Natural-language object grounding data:
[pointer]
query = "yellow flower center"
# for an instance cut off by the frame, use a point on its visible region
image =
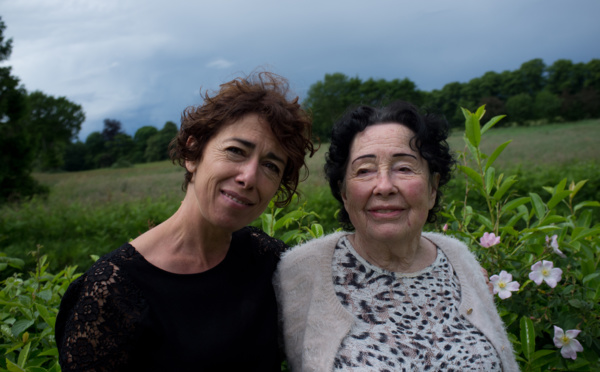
(545, 272)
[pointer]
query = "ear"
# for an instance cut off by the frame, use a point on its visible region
(342, 187)
(434, 182)
(190, 165)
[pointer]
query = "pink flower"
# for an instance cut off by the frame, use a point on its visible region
(489, 239)
(503, 286)
(553, 243)
(567, 343)
(544, 271)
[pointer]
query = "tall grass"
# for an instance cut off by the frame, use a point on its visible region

:: Exercise goal ::
Go through the records and report each line that contains "query".

:: Response ::
query = "yellow flower center"
query = "ear"
query = "pink flower"
query = "tall grass"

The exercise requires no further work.